Urabi-Bewegung

Urabi-Bewegung
Ahmad Urabi Pascha

Die Urabi-Bewegung (arabisch ‏الثورة العرابية‎ ath-Thawra al-ʿUrābiyya, DMG aṯ-ṯaura al-ʿurābīya) war von 1879 bis 1882 eine nationale Volksbewegung der Jungägypter im osmanischen Vizekönigreich Ägypten. Ihren Namen erhielt sie von dem zum Kriegsminister Ägyptens aufgestiegenen Offizier Ahmad Urabi Pascha (1839-1911), auch Arabi Pascha genannt. Im Zuge der Niederschlagung des Aufstandes wurde Ägypten durch Großbritannien besetzt.

Inhaltsverzeichnis

Ursache

Plan des Sueskanals von 1881

Ägypten gehörte im 19. Jahrhundert offiziell zwar noch zum Osmanischen Reich, hatte aber unter der Dynastie des Muhammad Ali eine relative Unabhängigkeit erlangt. Durch einige Verwaltungsreformen, eine starke Bautätigkeit sowie eine verfehlte Finanzpolitik stieg die Staatsverschuldung unter Vizekönig Ismail Pascha kräftig an. Zum finanziellen Ruin Ägyptens führte vor allem die Beteiligung an den Baukosten des Sueskanals. Schließlich stiegen die Schulden unter Ismail Paschas so an, dass der Staat 1876 nicht mehr im Stande war, seinen Gläubigern die Zinsen zu bezahlen. Aus Staatsschulden von 3 Millionen Pfund Sterling bei seinem Amtsantritt als Vizekönig waren inzwischen 100 Millionen Pfund Sterling geworden. Schon 1875 war Ägypten faktisch bankrott. Die Besitzer der Anleihen wurden unruhig. Ismail musste unter anderem seinen Bestand an Sueskanalaktien an Großbritannien verkaufen. Am 24. November 1875 wechselten 176.602 Aktien für 3.976.582 Pfund Sterling den Besitzer. Im Folgejahr richteten Frankreich und Großbritannien eine Kontrollkommission für die zerrütteten ägyptischen Finanzen ein. Für Großbritannien hatte der Sueskanal eine enorme strategische Bedeutung. Durch seine Eröffnung hatte sich der Weg nach Indien, der wichtigsten britischen Kolonie um ca. 7.000 km verkürzt. Frankreich hatte seit der Expedition Napoleons 1798 Interesse an Ägypten. Die Entwicklung unter Ismail ließ Ägypten tief in die Schuld der europäischen Großmächte geraten. Das nutzten jene, um Konzessionen von Ismail zu erpressen. In Alexandria wurde 1875 ein gemischter Gerichtshof gegründet, welcher die bisherige Konsulargerichtsbarkeit europäischer Mächte im Lande ablöste. Er entschied über Rechtsstreitigkeiten von Ägyptern mit Ausländern und Rechtsstreite der Ausländer untereinander. Das Gremium war mit europäischen und einheimischen Richtern besetzt. Dieses Mischsystem war bei den Einheimischen eine der unpopulärsten Maßnahmen. In das ägyptische Regierungskabinett wurden auf ausländischen Druck hin der Brite Charles Rivers Wilson als Finanzminister und der Franzose Marquis de Blignières als Arbeitsminister berufen. Bis 1878 geriet der Staat vollends unter internationale Finanzaufsicht.
══════════════════════════════
* **Aufgabenstellung**:
**1)** Schreibe aus dem Text über die Urabi-Bewegung die Stelle von „Die Urabi-Bewegung (arabisch ‏الثورة“ bis einschließlich „durch Großbritannien besetzt.“ wortgetreu ab.
**2)** Stimmen die folgenden Aussagen mit dem Text über die Urabi-Bewegung überein? Antworte jeweils mit Ja oder Nein und zitiere die entscheidenden Worte des Textes: (a) Ägypten war bereits 1875 faktisch bankrott. (b) Der gemischte Gerichtshof wurde in Kairo gegründet. (c) Charles Rivers Wilson wurde als Arbeitsminister in das Kabinett berufen.
Die Daten sind eigenständiges Material und gehören nicht zum Text über die Urabi-Bewegung.
══════════════════════════════
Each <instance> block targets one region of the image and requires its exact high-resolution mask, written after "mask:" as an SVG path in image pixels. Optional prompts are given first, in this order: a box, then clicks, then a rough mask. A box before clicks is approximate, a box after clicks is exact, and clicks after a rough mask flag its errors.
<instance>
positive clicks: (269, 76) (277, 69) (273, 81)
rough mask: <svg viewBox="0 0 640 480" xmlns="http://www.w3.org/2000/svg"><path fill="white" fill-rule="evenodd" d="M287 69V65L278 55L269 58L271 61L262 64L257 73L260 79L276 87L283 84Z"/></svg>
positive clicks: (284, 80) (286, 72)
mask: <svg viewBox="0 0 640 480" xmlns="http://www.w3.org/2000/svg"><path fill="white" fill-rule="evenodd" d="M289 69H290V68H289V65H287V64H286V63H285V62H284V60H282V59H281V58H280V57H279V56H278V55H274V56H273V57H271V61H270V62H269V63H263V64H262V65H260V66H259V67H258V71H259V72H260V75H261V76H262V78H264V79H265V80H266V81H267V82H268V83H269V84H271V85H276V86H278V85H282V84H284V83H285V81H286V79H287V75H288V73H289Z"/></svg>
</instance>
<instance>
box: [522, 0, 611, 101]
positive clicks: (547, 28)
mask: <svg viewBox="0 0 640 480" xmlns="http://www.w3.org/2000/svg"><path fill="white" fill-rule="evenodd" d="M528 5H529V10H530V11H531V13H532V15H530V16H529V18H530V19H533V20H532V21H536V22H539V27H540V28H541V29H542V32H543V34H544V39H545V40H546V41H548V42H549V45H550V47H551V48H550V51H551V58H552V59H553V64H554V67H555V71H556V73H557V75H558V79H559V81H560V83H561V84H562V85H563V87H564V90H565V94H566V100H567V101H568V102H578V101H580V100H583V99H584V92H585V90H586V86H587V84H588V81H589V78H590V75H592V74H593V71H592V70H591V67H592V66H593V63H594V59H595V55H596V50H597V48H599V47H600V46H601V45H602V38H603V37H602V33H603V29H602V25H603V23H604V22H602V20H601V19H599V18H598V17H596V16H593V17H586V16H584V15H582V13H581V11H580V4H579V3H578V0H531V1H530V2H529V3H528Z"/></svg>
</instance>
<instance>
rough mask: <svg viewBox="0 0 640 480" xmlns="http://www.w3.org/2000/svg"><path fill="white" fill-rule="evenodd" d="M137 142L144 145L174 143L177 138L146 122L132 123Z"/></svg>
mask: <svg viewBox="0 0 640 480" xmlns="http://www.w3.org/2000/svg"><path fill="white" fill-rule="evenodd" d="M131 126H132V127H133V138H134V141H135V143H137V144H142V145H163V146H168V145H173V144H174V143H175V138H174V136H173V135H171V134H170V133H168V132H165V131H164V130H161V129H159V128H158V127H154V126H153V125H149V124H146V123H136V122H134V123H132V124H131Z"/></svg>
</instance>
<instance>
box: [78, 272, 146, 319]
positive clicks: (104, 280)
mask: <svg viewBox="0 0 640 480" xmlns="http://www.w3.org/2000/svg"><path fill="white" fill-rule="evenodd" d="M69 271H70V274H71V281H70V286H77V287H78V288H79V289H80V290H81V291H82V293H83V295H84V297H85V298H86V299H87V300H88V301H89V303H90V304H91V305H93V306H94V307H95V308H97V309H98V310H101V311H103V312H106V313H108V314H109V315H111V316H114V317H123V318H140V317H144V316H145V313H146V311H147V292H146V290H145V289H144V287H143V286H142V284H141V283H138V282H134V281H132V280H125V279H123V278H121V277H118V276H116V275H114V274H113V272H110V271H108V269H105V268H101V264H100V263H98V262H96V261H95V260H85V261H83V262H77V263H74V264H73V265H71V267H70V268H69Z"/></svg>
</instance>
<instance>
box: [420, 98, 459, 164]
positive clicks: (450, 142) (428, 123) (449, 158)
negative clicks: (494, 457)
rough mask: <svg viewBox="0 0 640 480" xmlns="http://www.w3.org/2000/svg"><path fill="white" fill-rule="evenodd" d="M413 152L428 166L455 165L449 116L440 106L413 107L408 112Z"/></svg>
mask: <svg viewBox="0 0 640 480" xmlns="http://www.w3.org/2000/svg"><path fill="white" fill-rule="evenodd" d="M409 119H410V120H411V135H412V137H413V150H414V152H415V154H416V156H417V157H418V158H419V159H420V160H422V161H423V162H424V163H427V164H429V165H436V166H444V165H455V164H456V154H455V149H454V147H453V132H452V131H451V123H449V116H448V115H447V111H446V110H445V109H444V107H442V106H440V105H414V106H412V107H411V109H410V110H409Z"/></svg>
══════════════════════════════
* **Lösungen**:
**1)**
Die Urabi-Bewegung (arabisch ‏الثورة العرابية‎ ath-Thawra al-ʿUrābiyya, DMG aṯ-ṯaura al-ʿurābīya) war von 1879 bis 1882 eine nationale Volksbewegung der Jungägypter im osmanischen Vizekönigreich Ägypten. Ihren Namen erhielt sie von dem zum Kriegsminister Ägyptens aufgestiegenen Offizier Ahmad Urabi Pascha (1839-1911), auch Arabi Pascha genannt. Im Zuge der Niederschlagung des Aufstandes wurde Ägypten durch Großbritannien besetzt.

**2)**
(a) Ja: „Schon 1875 war Ägypten faktisch bankrott.“
(b) Nein: „In Alexandria wurde 1875 ein gemischter Gerichtshof gegründet“
(c) Nein: „der Brite Charles Rivers Wilson als Finanzminister“